> _WRITTEN INSTRUCTION A_
Summarize the passage on scenarios for Iran's future in two sentences.
> _WRITTEN INSTRUCTION B_
According to the passage on scenarios for Iran's future, what percentage of Iran's population is Azeri?
> _WRITTEN INSTRUCTION C_
Pick up the passage on scenarios for Iran's future and continue it from where it stops.

> _SELECTED EXCERPT_
The quid pro quo mirrors the Venezuelan model: the regime concedes on nuclear and ballistic missile programmes, ends material support for regional proxies, and accepts some domestic liberalisation (lifting hijab mandates, relaxing alcohol prohibitions). In exchange, the US provides sanctions relief and security guarantees.
| Critical RiskThe injustice of the January massacres (est. 30,000 killed) remains unaddressed. Iranian civil society, fed up with decades of mismanagement and repression, may not accept a ‘deal’ that immunises perpetrators. Renewed protest cycles are near-certain within five to ten years. |
This scenario is strategically convenient for Washington and Jerusalem in the short run but structurally unstable. A rebuilt IRGC under new leadership could reconstitute the nuclear programme and proxy networks within a decade.
Scenario 3: State Fragmentation and Civil War
If neither a democratic transition nor a stable authoritarian successor emerges, Iran faces the risk of state collapse along ethnic fault lines. The country is ethnically heterogeneous: Persians (61%), Azeris (16%), Kurds (10%), Lurs (6%), Arabs (2%), Baloch (2%), and others.
The IRGC’s abandonment of coastal Balochistan in the face of US bombing has already created a vacuum. US-backed Kurdish ground incursion from northern Iraq, endorsed by Trump, risks igniting separatist dynamics across the western mountainous corridor (Kurdish, Azeri, Arab minorities). Mixed urban centres—particularly in western Iran—could descend into neighbourhood-level sectarian violence echoing Aleppo.

> _DATA SECTION_
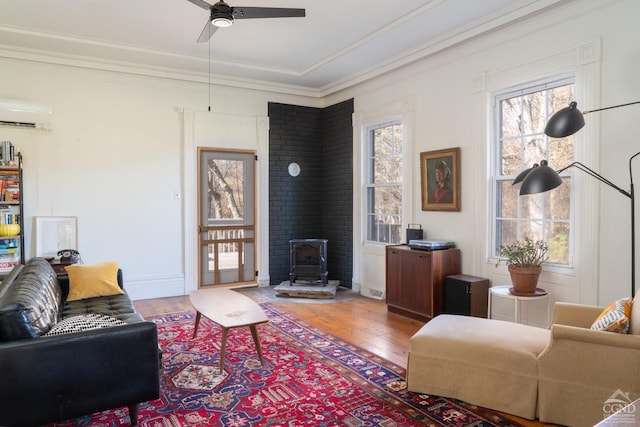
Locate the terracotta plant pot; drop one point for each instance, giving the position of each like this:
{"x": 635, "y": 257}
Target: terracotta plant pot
{"x": 524, "y": 279}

> _EXERCISE RESULT A_
One scenario trades Iranian concessions on nuclear and missile programs, regional proxies, and some domestic restrictions for US sanctions relief and security guarantees, an arrangement described as convenient for Washington and Jerusalem in the short run but structurally unstable. A third scenario warns that if neither a democratic transition nor a stable authoritarian successor emerges, the ethnically diverse country could collapse along ethnic fault lines into fragmentation and civil war.

> _EXERCISE RESULT B_
Azeris make up 16% of Iran's population.

> _EXERCISE RESULT C_
| Region | Ethnic Group | Risk Factor | External Patron |
|---|---|---|---|
| Western Mountains | Kurds | Established militant infrastructure; PKK/PJAK nexus | US, implicitly Israel |
| NW Azerbaijan | Azeris | Pan-Azeri nationalism; proximity to Republic of Azerbaijan | Baku (ambiguous) |
| Khuzestan (SW) | Arabs | Oil-rich; tribally armed; adjacent to Iraq | Gulf states (historical) |
| SE Balochistan | Baloch | Active Sunni militant groups (Jaish al-Adl); Dec 2024 consolidation | Pakistan (ambiguous) |
Crucially, civil war need not be the product of ethnic separatism alone. The reconstruction of a functioning armed opposition capable of overthrowing the regime requires military organisation that, absent external coordination, risks devolving into warlordism. A fragmented Iran with multiple armed factions, collapsed state services, and millions of displaced persons would be a humanitarian catastrophe and a regional security black hole.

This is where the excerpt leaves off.